Pointing dataset records
•••

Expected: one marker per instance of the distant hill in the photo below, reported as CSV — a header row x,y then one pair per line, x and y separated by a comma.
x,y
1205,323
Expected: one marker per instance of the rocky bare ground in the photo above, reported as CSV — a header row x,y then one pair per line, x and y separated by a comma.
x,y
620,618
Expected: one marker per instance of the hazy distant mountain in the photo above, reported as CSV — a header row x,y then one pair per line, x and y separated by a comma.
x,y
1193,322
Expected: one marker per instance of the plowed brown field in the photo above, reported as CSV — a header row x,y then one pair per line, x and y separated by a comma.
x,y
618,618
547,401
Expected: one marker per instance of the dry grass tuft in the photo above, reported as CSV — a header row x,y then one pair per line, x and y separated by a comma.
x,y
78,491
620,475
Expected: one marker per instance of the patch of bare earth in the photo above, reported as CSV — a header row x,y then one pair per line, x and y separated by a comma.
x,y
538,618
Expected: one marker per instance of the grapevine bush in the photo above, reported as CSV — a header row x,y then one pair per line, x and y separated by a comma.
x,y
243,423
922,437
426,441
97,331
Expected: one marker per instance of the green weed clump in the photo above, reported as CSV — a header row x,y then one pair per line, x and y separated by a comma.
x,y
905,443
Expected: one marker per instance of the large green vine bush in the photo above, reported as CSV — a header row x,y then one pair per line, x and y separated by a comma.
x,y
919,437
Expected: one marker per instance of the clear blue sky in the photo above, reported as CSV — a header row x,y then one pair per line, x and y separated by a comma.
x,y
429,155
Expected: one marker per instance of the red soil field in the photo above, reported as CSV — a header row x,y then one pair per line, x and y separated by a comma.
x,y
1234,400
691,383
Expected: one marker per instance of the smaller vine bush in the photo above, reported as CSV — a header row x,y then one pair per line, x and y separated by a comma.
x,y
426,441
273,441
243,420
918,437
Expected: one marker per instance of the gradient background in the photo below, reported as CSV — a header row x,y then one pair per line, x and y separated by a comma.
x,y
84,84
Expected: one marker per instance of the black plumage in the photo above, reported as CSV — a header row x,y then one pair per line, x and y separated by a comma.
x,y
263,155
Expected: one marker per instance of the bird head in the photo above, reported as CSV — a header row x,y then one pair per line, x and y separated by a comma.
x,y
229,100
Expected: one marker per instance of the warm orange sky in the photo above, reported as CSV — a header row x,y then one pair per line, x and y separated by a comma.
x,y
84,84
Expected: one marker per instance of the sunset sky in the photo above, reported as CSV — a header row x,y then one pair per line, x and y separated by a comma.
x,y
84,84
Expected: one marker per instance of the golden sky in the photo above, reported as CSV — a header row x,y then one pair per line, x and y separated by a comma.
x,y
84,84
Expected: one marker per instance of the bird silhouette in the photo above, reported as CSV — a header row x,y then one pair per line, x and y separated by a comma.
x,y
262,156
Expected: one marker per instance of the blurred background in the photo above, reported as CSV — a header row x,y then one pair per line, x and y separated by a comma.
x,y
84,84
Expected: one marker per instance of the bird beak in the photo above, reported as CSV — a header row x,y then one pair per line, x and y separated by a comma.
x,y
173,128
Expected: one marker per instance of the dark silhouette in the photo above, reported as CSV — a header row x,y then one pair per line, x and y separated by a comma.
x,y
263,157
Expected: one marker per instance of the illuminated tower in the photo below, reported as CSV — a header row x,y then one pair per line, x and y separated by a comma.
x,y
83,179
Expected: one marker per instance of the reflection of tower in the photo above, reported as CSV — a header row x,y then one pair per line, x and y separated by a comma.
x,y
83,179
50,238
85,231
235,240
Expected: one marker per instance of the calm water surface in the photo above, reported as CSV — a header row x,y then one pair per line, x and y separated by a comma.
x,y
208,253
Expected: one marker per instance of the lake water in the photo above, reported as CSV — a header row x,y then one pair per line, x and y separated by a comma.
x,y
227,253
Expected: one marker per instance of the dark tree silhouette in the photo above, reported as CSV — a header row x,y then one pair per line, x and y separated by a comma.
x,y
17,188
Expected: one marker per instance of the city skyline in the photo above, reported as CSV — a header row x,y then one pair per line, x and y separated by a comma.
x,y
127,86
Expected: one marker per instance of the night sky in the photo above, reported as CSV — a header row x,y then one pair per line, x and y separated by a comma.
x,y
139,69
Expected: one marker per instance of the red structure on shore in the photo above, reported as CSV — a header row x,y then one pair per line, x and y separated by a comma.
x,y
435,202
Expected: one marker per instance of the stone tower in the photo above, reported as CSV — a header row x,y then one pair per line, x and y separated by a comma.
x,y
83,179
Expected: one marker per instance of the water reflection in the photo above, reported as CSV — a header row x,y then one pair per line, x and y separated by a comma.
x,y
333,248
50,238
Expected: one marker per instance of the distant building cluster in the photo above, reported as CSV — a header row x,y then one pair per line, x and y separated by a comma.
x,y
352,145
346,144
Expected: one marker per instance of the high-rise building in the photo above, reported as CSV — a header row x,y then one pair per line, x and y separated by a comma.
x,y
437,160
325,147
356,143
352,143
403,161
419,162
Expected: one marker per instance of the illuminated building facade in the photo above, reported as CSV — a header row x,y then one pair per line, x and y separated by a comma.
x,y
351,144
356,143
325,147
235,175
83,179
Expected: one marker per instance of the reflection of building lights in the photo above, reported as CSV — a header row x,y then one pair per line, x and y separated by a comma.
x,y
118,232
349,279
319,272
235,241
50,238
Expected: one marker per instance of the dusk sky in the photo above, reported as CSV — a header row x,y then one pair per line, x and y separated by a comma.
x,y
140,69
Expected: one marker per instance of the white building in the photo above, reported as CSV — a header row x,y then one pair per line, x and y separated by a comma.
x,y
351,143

•••

# Stated task
Above are the records; copy all of them exactly.

# Result for this task
Expected: one marker per instance of the distant hill in the photo below, reported as CSV — a header row x,y then one pair per line, x and y separated by a comma.
x,y
1205,323
Expected: one marker per instance of the rocky bare ground in the photo above, reported as CSV — a header row x,y then one pair per line, x and y separated by a comma.
x,y
620,618
Expected: one marker per instance of the hazy distant mountain in the photo above, reported as CSV — a header row x,y then one pair per line, x and y separated by a comma.
x,y
1193,322
Expected: one marker per instance of the plowed brown field in the photo above, reported as CSV — a header row x,y then one pair per line, x and y separated by a comma.
x,y
618,618
547,401
Expected: one marker per instance of the dry grass tuft in the photo above, reported as CSV — a header row x,y then one pair per line, x and y separated by a comma.
x,y
78,491
620,475
Expected: one marker per instance of the patch of bare earth in the photo above, reported as CSV — a header row x,y then one pair per line, x and y separated by a comma.
x,y
538,618
Expected: one marker per instance of the grapevine bush in the photo above, reported as CSV — a header row x,y then one pair per line, x and y separated by a comma.
x,y
243,423
922,437
426,441
97,331
Expected: one marker per instance of the green weed clump in the photo above, reported as CSV — a header row x,y then one pair per line, x and y separated by a comma.
x,y
905,443
Expected: one marker per instance of the large green vine bush in the photo above, reported as CSV — a header row x,y then one pair per line, x and y separated by a comma.
x,y
919,437
Expected: one marker per instance of the clear blue sky in the photo above, reported as CSV — a header row x,y then one pair per line, x and y separated by a comma.
x,y
429,155
Expected: one marker per instance of the red soil field in the photo above, reported as CSV — a header row x,y then one pair per line, x and y separated by a comma.
x,y
1234,400
691,383
Expected: one marker per instance of the smaller vine bush in the photo above, reported as CSV — a header row x,y then one pair per line, x and y separated by a comma.
x,y
426,441
273,441
243,420
918,437
Expected: one marker per instance of the gradient background in the photo below, reported as CSV — a header row x,y then one pair per line, x and y separated by a comma.
x,y
84,84
Expected: one marker per instance of the black plumage in the photo above, reported as CSV — a header row x,y then one pair per line, x and y separated by a comma.
x,y
263,155
Expected: one marker per instance of the bird head in the photo above, reported as CSV — a header row x,y then one pair per line, x and y separated by a comma.
x,y
229,100
Expected: one marker per instance of the warm orange sky in the photo above, reported as CSV — a header row x,y then one pair per line, x and y separated by a comma.
x,y
84,84
Expected: one marker per instance of the sunset sky in the photo above, reported as CSV — a header row x,y then one pair per line, x and y separated by a comma.
x,y
84,84
Expected: one marker per instance of the golden sky in the photo above, reported as CSV — a header row x,y then one pair per line, x and y separated by a comma.
x,y
84,84
Expected: one marker per instance of the bird silhouette in the photo above, reported as CSV — a header row x,y then one pair per line, x and y separated by a comma.
x,y
262,156
Expected: one marker per instance of the blurred background in the photo above, reported as CSV — a header row x,y then one pair per line, x and y separated by a comma.
x,y
84,84
Expected: one marker per instance of the bird beak in the photo above, reported as CSV — a header row x,y then one pair per line, x and y separated by a comma.
x,y
173,128
Expected: one marker per instance of the dark silhouette in the photo above, reported as CSV — a header row x,y then one pair per line, x and y separated by a comma.
x,y
263,157
Expected: one marker per instance of the illuminated tower in the photo below, reported as CSV — a header row x,y then one pair per line, x and y separated by a comma.
x,y
83,179
Expected: one marker per instance of the reflection of tower in the photo above, reported as CSV — a header row x,y then one pair per line, x and y separated by a comma.
x,y
83,179
50,238
85,231
235,240
Expected: one marker per instance of the calm water surface in the photo above, reported as CSV — a header row x,y then one pair per line, x and y separated by a comma.
x,y
208,253
Expected: one marker per instance of the lake water in the photo above, reported as CSV — a header row x,y then one pair per line, x and y separated by a comma.
x,y
227,253
Expected: one marker per instance of the dark tree silhouette in the photo above, reported as CSV — a header row x,y then one pair per line, x and y separated by a comma.
x,y
17,188
Expected: one marker per instance of the city skyline in the photo above, reported as CSV — a header row x,y then one pair per line, x and y separated by a comma.
x,y
127,86
Expected: one marker per instance of the night sky in the photo above, reported as CSV — a header row x,y then one pair per line, x and y separated by a comma.
x,y
139,69
Expected: one marker per instance of the red structure on shore in the photo above, reported as CSV — a header row x,y then one pair per line, x and y separated by a comma.
x,y
435,202
Expected: one marker per instance of the stone tower in the photo above, reported as CSV — a header row x,y then one pair per line, x and y separated by a comma.
x,y
83,179
Expected: one marker per instance of the water reflection in the photo above, reported as CSV — a header row x,y then one pair per line, x and y separated by a comma.
x,y
333,248
50,238
Expected: one marker per instance of the distant building cluster in the photo above, reported as CSV — a header row x,y then one pair per line, x and y separated by a comma.
x,y
352,145
346,144
Expected: one marker per instance of the high-rise building in the photo above, reported as CSV — a header row x,y then one pair per line, x and y separated by a comma.
x,y
437,160
325,147
356,143
352,143
403,161
419,162
Expected: one marker per instance of the illuminated building facade in the photo above, reported as CSV — a header row x,y then one pair per line, x and y separated by a comma.
x,y
351,144
356,143
325,147
235,175
83,179
Expected: one marker per instance of the reflection of building lights in the photo above, reported as CSV — a header row x,y then one pair per line, x and y separated by a comma.
x,y
118,232
349,279
319,272
235,241
50,238
Expected: one marker per instance of the dusk sky in the photo above, reported as CSV — a header row x,y then one pair per line, x and y separated by a comma.
x,y
140,69
Expected: one marker per instance of the white building in the photo above, reported as CSV — a header row x,y then one pair per line, x and y separated by a comma.
x,y
351,143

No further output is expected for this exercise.